首都圏各地にある国鉄と私鉄の乗換改札のなかでも、同改札口ではグリーン券を取り扱っていた特殊な窓口でした。
そもそも当時、私鉄から乗換え先の国鉄線の普通列車にグリーン車が連結されていた駅は、同駅の他に京浜急行電鉄が運営していた横浜駅や品川駅、東京都交通局が運営していた馬喰町駅、小田急電鉄が運営していた小田原駅くらいしかありませんでした。
もしかすると存在したかもしれませんが、管理人が知る限りでは、藤沢駅しかグリーン券を見たことはありません。
大阪駅発行 大阪から100kmまで 普通列車グリーン券
1980(昭和55)年8月に、東海道本線大阪駅で発行された、大阪から100kmまでの普通列車グリーン券です。
若草色こくてつ地紋のA型大人専用券で、大阪印刷場で調製されたものです。
現在の関西地区の普通列車にはグリーン車の連結はありませんが、かつては東海道本線の普通列車にはグリーン車が連結されていました。
関西地区の普通列車にグリーン車が連結されていない理由には諸説ありますが、関西ならではの文化として、多くの人が快適性よりも価格の安さを重視する傾向があり、関東の人より安さを追求する人が多いため、グリーン車があったとしても、普通車に乗車しようと所要時間は同じであることから、グリーン料金という追加料金がかかるのであれば、追加料金のかからない普通車で座れない状態であっても我慢しようとする人が多いという説が定番のようです。
このため、関西地区の普通列車では、新快速電車をはじめ、普通列車には追加料金がかかるグリーン車が連結されていません。
関西地区の普通列車にグリーン車が連結されていない理由はこれだけが理由ではないようで、関西地区ならではの鉄道事情も要因の一つとされています。
それは、関西の鉄道路線のうち、京都・神戸・奈良・和歌山・宝塚方面へ延びる各線にはそれぞれ並行する私鉄が走っており、国鉄は並行する私鉄各社と競合していることから、利用客を奪い合う構図になっていたことも原因の一つと言われています。
関西だけではなく関東の人でも同じことが言えますが、同じ区間を乗車するのなら安い路線を選ぶという利用客は多く、運賃面において安価は私鉄には太刀打ちできない国鉄では、東海道本線の新快速に急行型ボックスシートの153系電車を投入するなど、早くから縦向きに座る快適さを実現しており、これが現在のJR西日本においても継承され、転換クロスシートの車両が投入されたりしています。
このような関西ならではの鉄道事情が旅客のグリーン車に求める座席環境を満たしてしまっていることから、普通車にグリーン車が連結されていないというのも理由の一つのようです。
#####
▶ **課題**: 抜粋テキストのうち、「もしかすると存在したかもしれ」を含む語句で始まり「若草色こくてつ地紋のA型大人専用券で、大阪印刷場で調製されたものです。」で終わる部分を、一字も変えずに書き写せ。 下に並ぶ行は、この作業では一切使わない。

▶ **提供データ**:
#####
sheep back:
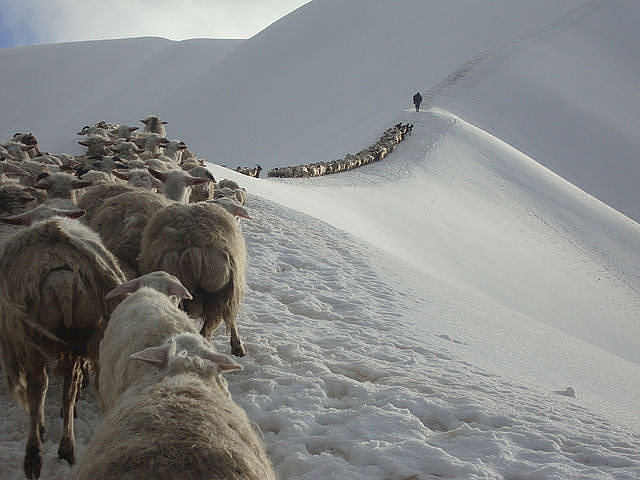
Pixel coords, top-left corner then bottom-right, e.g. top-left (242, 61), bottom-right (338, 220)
top-left (98, 287), bottom-right (198, 411)
top-left (78, 183), bottom-right (139, 225)
top-left (89, 189), bottom-right (171, 278)
top-left (139, 203), bottom-right (247, 336)
top-left (73, 373), bottom-right (275, 480)
top-left (0, 217), bottom-right (125, 408)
#####
▶ **本課題の出力**:
もしかすると存在したかもしれませんが、管理人が知る限りでは、藤沢駅しかグリーン券を見たことはありません。
大阪駅発行 大阪から100kmまで 普通列車グリーン券
1980(昭和55)年8月に、東海道本線大阪駅で発行された、大阪から100kmまでの普通列車グリーン券です。
若草色こくてつ地紋のA型大人専用券で、大阪印刷場で調製されたものです。